_SHORT TASK:_ Can you recast the stretch of the items below, from the line containing "Please examine the image and tell me: where is the white" through the last item, as a numbered list with blank lines left out? Leave the pictures out of your answer.

_MATERIAL FOR THE TASK:_
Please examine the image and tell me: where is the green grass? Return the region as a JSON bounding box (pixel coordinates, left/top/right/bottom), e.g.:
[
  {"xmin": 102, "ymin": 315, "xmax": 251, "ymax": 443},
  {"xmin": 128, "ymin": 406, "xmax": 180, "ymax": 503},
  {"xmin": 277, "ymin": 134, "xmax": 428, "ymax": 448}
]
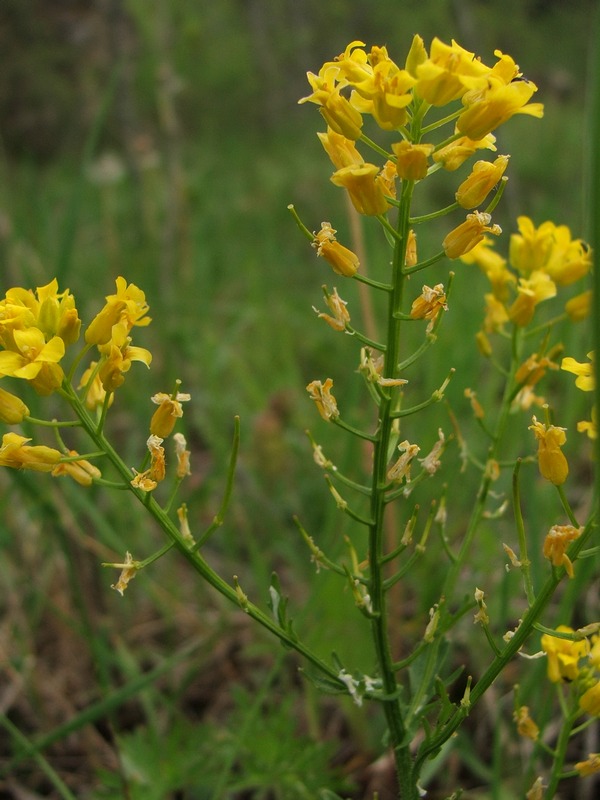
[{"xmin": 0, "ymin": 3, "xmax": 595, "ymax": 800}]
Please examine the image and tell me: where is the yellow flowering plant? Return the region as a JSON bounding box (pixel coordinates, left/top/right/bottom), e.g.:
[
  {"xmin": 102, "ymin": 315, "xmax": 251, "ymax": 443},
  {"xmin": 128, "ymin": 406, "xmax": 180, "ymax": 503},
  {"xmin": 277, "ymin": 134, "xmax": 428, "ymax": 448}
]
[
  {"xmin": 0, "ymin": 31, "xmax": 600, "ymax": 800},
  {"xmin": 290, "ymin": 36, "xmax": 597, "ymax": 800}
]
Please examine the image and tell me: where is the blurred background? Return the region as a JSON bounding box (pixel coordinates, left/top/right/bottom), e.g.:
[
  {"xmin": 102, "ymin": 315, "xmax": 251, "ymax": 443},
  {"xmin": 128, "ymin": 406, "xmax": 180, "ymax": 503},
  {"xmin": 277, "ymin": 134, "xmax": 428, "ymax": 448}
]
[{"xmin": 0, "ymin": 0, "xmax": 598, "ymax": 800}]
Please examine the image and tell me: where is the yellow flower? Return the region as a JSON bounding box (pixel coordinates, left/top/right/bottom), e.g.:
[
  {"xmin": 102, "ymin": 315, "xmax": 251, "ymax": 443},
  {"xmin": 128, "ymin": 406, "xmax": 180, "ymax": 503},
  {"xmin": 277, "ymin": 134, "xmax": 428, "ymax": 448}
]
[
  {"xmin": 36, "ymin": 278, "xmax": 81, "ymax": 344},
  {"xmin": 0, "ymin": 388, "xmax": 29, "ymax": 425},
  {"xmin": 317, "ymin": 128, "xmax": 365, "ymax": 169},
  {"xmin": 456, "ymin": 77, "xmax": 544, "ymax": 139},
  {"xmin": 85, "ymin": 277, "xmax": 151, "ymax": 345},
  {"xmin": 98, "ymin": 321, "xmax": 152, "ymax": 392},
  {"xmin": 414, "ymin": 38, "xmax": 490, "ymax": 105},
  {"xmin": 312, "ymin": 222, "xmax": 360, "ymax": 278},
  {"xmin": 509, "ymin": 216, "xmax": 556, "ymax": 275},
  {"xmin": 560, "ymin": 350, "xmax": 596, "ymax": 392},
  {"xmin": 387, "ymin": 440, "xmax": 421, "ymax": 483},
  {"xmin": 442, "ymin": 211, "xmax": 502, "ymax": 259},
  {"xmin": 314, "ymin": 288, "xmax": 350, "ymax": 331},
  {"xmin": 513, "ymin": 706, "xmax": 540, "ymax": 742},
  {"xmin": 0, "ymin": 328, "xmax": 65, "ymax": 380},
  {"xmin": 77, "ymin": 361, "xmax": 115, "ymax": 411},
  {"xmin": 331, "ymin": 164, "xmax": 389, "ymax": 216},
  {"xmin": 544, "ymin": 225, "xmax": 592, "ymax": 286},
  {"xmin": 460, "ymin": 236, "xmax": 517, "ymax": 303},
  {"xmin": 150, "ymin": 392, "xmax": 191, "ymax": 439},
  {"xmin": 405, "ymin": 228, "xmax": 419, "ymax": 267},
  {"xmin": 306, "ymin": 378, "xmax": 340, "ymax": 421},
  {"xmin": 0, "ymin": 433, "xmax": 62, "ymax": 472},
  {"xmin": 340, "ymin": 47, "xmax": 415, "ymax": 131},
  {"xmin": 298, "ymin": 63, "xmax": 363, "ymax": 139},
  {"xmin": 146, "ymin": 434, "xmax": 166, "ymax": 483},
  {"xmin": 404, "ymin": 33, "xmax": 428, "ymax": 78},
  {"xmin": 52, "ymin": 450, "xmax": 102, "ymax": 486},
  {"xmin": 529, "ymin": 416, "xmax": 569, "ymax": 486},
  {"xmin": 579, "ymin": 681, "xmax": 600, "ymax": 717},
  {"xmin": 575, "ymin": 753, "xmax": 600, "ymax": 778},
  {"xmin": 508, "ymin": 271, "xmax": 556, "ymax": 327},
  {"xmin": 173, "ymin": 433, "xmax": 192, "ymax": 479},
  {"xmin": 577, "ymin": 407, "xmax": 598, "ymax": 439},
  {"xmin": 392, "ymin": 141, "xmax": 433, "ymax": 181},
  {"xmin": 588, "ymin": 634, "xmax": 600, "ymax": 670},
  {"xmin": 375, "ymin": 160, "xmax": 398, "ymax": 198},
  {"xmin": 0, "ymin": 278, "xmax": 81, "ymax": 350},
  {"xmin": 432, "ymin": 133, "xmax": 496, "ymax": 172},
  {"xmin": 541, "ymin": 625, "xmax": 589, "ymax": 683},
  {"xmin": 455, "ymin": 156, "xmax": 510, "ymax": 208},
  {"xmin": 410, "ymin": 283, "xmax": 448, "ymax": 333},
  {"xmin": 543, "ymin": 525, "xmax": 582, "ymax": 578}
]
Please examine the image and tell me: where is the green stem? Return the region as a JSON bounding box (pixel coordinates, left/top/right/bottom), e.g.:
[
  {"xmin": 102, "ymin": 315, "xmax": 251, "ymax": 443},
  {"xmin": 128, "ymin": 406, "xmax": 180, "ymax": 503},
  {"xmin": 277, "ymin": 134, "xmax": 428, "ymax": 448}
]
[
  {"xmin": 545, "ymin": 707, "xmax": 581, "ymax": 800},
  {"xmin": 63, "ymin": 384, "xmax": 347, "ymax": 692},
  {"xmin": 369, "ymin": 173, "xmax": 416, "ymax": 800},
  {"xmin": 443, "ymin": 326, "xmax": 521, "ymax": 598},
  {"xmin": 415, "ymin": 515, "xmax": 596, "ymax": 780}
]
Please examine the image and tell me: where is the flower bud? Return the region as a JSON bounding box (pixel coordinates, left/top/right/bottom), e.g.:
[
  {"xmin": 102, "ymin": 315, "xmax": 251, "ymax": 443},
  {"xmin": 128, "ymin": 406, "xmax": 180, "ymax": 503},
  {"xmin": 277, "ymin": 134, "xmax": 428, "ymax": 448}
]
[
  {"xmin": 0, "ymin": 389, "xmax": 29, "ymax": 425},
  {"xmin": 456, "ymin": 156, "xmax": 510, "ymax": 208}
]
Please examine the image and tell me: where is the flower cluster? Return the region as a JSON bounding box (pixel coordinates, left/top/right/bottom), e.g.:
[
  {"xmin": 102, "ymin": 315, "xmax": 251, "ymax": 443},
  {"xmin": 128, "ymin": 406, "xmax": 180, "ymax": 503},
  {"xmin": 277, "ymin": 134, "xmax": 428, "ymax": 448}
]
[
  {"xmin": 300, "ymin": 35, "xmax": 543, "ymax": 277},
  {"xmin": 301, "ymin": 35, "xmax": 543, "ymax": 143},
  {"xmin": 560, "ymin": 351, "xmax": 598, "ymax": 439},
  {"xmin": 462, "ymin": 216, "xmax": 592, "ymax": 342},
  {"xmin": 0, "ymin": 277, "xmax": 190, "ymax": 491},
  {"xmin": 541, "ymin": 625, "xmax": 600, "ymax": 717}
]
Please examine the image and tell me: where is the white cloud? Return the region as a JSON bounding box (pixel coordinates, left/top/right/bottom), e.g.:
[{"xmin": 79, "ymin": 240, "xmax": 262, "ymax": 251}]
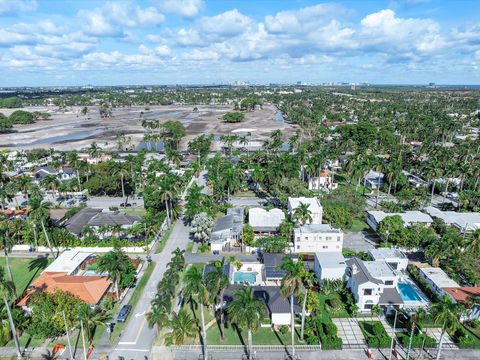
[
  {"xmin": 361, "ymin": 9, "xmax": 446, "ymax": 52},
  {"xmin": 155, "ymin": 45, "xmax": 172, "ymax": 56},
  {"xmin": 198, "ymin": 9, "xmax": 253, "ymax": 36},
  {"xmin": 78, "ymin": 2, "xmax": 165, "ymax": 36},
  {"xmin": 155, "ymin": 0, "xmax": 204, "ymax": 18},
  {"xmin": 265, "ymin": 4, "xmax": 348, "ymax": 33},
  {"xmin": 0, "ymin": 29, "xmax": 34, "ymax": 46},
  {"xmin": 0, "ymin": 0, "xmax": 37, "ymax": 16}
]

_TASK RESPONSE:_
1. Please examine the image and tell me: where is the white cloud? Return the region as a JSON bounding box (pixel coordinates, left/top/right/bottom), e.g.:
2. [{"xmin": 79, "ymin": 240, "xmax": 262, "ymax": 251}]
3. [
4.   {"xmin": 361, "ymin": 9, "xmax": 446, "ymax": 52},
5.   {"xmin": 155, "ymin": 45, "xmax": 172, "ymax": 56},
6.   {"xmin": 198, "ymin": 9, "xmax": 253, "ymax": 36},
7.   {"xmin": 78, "ymin": 2, "xmax": 165, "ymax": 36},
8.   {"xmin": 155, "ymin": 0, "xmax": 204, "ymax": 18},
9.   {"xmin": 265, "ymin": 4, "xmax": 348, "ymax": 33},
10.   {"xmin": 0, "ymin": 29, "xmax": 34, "ymax": 46},
11.   {"xmin": 0, "ymin": 0, "xmax": 37, "ymax": 16}
12. ]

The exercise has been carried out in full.